▶ Records for this exercise:
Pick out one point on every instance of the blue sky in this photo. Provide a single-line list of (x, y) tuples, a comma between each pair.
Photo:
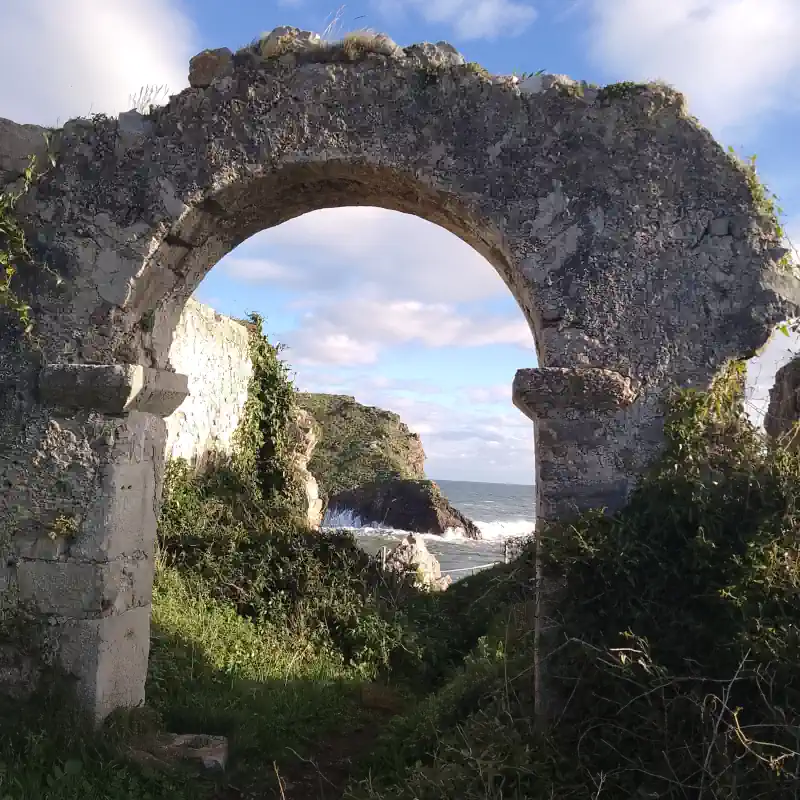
[(385, 306)]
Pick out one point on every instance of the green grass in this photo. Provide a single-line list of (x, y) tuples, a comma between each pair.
[(676, 672), (274, 695)]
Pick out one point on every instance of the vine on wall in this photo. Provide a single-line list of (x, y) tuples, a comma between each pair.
[(265, 439)]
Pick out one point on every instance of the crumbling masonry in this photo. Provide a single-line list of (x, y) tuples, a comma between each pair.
[(629, 238)]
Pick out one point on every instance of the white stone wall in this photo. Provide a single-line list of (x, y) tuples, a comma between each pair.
[(213, 351)]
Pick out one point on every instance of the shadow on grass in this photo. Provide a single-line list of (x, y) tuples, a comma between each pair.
[(274, 727), (289, 738)]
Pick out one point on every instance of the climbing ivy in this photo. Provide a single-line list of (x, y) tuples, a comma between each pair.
[(766, 201), (14, 248), (265, 438), (13, 244)]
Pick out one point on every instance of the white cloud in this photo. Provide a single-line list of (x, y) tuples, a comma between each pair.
[(735, 59), (469, 19), (89, 56), (489, 395), (340, 248), (792, 229), (355, 332)]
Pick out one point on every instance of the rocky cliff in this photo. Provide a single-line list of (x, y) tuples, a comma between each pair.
[(406, 505), (360, 444)]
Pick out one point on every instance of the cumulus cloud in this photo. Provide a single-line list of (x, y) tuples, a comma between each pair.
[(468, 19), (348, 248), (489, 395), (89, 56), (356, 331), (735, 59)]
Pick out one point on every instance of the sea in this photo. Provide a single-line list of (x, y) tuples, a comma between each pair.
[(502, 511)]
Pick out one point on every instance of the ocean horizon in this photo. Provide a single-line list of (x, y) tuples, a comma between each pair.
[(502, 512)]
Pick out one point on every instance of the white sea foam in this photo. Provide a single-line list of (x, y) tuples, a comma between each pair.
[(496, 531)]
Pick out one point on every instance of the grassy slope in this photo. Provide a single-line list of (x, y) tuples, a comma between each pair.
[(682, 680), (359, 444)]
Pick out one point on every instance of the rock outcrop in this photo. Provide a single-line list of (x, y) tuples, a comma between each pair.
[(306, 436), (409, 505), (784, 404), (360, 444), (412, 555)]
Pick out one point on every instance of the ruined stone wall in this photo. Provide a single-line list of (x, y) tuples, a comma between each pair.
[(784, 404), (636, 248), (212, 351)]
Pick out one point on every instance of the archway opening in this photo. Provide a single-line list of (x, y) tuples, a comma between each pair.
[(399, 315)]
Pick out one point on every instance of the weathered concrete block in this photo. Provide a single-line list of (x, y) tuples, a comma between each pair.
[(79, 589), (108, 656), (112, 388), (540, 391), (122, 520)]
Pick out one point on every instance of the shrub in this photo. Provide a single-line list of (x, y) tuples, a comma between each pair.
[(675, 670)]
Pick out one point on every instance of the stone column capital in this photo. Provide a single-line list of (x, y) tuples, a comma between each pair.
[(112, 388)]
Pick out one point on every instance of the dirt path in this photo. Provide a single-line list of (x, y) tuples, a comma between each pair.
[(325, 775)]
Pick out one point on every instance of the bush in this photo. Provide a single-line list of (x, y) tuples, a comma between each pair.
[(675, 670), (316, 585)]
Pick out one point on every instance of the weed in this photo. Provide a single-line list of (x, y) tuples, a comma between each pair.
[(620, 91), (674, 672), (148, 97)]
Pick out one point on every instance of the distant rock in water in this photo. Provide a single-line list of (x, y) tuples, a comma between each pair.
[(413, 555), (417, 506)]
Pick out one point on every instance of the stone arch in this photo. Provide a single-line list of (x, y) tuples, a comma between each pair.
[(630, 240)]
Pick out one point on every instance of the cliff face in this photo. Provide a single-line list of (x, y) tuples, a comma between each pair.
[(360, 444)]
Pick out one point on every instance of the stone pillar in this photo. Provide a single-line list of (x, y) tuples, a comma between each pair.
[(91, 578), (577, 421)]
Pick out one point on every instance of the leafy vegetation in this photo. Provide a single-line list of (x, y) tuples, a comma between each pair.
[(14, 249), (359, 444), (675, 670)]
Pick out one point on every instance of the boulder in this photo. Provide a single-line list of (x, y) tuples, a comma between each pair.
[(287, 39), (413, 555), (209, 66), (417, 506)]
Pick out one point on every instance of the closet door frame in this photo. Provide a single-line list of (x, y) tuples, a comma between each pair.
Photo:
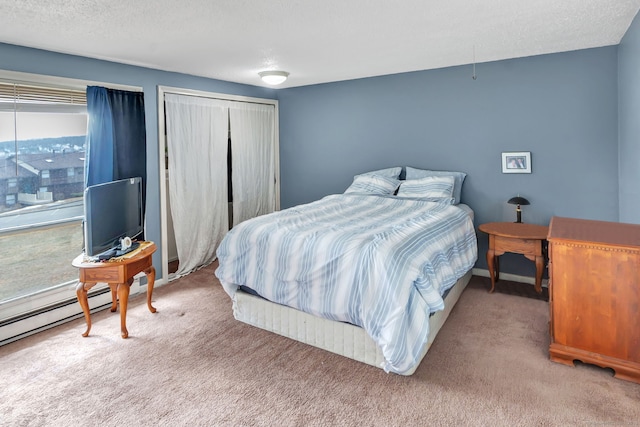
[(162, 145)]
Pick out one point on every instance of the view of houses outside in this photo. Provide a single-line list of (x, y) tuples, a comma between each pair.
[(41, 187)]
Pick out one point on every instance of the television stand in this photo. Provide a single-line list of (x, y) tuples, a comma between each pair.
[(118, 273)]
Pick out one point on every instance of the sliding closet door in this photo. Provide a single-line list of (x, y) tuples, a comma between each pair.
[(253, 170), (197, 134)]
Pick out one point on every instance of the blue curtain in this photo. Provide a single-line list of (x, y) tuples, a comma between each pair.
[(99, 157), (116, 137)]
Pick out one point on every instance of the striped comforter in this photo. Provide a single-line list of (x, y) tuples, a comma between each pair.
[(379, 262)]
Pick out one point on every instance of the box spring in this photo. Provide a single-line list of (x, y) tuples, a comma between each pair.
[(341, 338)]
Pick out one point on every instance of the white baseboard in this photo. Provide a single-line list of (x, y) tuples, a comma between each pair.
[(512, 277)]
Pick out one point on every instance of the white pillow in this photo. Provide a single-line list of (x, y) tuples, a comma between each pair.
[(432, 187), (458, 177), (373, 184), (389, 172)]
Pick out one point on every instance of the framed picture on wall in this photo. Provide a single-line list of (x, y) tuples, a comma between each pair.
[(516, 162)]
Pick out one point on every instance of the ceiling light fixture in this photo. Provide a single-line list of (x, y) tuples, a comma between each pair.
[(273, 77)]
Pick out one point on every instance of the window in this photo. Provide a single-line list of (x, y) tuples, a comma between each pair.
[(43, 122), (42, 142)]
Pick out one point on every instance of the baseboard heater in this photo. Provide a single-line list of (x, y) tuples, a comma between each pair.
[(46, 317)]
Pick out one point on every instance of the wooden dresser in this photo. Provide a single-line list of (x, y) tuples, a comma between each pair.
[(594, 294)]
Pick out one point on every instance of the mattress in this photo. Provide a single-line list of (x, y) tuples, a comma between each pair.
[(341, 338)]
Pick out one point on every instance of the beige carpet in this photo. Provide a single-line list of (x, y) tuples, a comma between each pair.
[(192, 364)]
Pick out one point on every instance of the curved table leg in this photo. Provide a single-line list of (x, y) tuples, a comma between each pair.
[(491, 260), (123, 296), (539, 271), (151, 278), (81, 292), (114, 298)]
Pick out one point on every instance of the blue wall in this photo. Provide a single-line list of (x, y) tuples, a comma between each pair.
[(561, 107), (17, 58), (629, 120)]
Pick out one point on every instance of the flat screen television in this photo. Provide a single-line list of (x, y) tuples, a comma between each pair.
[(112, 211)]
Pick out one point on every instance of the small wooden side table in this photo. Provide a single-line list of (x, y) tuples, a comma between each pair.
[(118, 273), (519, 238)]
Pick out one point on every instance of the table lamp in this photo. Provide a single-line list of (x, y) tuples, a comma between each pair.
[(518, 200)]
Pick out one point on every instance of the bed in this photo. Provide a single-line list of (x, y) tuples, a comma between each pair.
[(371, 274)]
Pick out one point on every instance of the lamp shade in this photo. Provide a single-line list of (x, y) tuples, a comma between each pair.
[(273, 77), (518, 200)]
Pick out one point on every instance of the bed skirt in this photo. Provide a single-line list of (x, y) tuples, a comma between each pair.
[(341, 338)]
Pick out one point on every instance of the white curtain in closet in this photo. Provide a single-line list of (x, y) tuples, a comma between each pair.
[(252, 159), (197, 135)]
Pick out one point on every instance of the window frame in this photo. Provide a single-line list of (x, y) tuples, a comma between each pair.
[(29, 314)]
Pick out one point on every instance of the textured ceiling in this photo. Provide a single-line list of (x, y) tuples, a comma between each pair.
[(316, 41)]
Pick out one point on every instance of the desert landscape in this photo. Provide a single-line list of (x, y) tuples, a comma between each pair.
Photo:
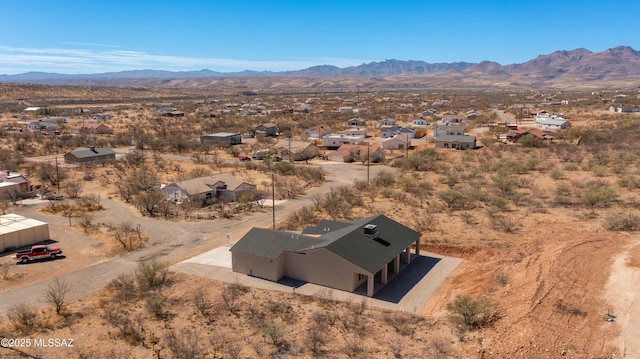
[(544, 224)]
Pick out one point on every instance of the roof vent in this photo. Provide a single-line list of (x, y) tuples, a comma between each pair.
[(371, 231)]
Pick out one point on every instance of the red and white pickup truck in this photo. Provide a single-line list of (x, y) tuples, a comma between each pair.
[(37, 252)]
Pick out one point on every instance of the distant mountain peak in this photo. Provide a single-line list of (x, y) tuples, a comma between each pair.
[(562, 66)]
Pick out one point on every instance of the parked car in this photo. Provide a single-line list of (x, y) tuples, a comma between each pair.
[(52, 196), (37, 252)]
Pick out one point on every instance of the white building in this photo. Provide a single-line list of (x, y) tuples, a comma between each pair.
[(17, 231), (552, 122), (336, 140)]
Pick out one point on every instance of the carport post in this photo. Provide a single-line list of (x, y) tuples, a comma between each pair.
[(383, 276), (370, 285)]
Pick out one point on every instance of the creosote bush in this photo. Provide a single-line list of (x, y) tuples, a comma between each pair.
[(472, 313)]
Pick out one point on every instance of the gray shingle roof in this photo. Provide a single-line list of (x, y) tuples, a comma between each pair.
[(346, 240), (91, 152)]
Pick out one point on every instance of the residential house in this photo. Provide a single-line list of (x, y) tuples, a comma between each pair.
[(419, 122), (514, 135), (385, 122), (90, 156), (552, 122), (624, 109), (334, 141), (14, 186), (356, 122), (457, 142), (101, 117), (296, 150), (397, 142), (91, 128), (222, 139), (453, 119), (340, 255), (351, 153), (204, 189), (42, 126), (173, 114), (316, 132), (388, 132), (268, 129), (448, 131), (356, 131)]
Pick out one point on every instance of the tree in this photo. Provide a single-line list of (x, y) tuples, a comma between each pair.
[(598, 193), (472, 313), (57, 292), (504, 182), (148, 202), (51, 173)]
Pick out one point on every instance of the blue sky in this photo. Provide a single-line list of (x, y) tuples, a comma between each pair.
[(87, 36)]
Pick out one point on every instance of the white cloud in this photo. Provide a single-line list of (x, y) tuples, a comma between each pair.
[(14, 60)]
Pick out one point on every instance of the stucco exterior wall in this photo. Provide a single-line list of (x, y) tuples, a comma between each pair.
[(258, 267), (321, 266)]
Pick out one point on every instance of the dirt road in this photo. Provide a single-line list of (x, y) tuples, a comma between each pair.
[(169, 241)]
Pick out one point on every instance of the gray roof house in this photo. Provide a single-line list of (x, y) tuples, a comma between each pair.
[(222, 139), (456, 142), (339, 255), (203, 189), (450, 130), (90, 156)]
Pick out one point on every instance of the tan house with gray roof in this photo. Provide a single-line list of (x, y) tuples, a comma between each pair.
[(204, 189), (339, 255)]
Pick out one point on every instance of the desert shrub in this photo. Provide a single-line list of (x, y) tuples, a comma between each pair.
[(184, 345), (529, 140), (151, 275), (57, 292), (598, 193), (402, 323), (625, 222), (570, 166), (472, 313), (384, 179), (124, 287), (155, 304), (557, 174), (599, 171), (629, 182), (23, 317)]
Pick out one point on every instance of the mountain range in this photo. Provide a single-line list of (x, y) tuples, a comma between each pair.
[(580, 68)]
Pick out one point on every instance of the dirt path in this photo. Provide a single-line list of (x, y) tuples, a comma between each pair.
[(170, 242), (623, 292)]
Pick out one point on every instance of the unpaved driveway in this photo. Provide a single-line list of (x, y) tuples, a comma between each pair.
[(169, 242), (623, 292)]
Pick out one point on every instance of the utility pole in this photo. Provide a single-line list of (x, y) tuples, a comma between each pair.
[(57, 175), (407, 147), (273, 198), (368, 160)]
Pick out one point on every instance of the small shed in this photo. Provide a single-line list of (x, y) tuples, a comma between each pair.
[(90, 156), (222, 139), (18, 231)]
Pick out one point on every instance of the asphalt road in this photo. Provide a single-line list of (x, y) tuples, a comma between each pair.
[(172, 242)]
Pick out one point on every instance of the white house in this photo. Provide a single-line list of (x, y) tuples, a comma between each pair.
[(385, 122), (419, 122), (388, 132), (552, 122), (397, 142), (337, 140)]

▶ What is required:
In the records above, return only the line that contains "Pick out one point on every instance of the white house" and every line after it through the last, exactly as they appear.

▶ Output for this exercise:
Pick out one point on every instance of the white house in this photo. Provide a single-line list of (x, y) tuples, a comma between each pair.
[(385, 122), (419, 122), (388, 132), (552, 122), (397, 142), (337, 140)]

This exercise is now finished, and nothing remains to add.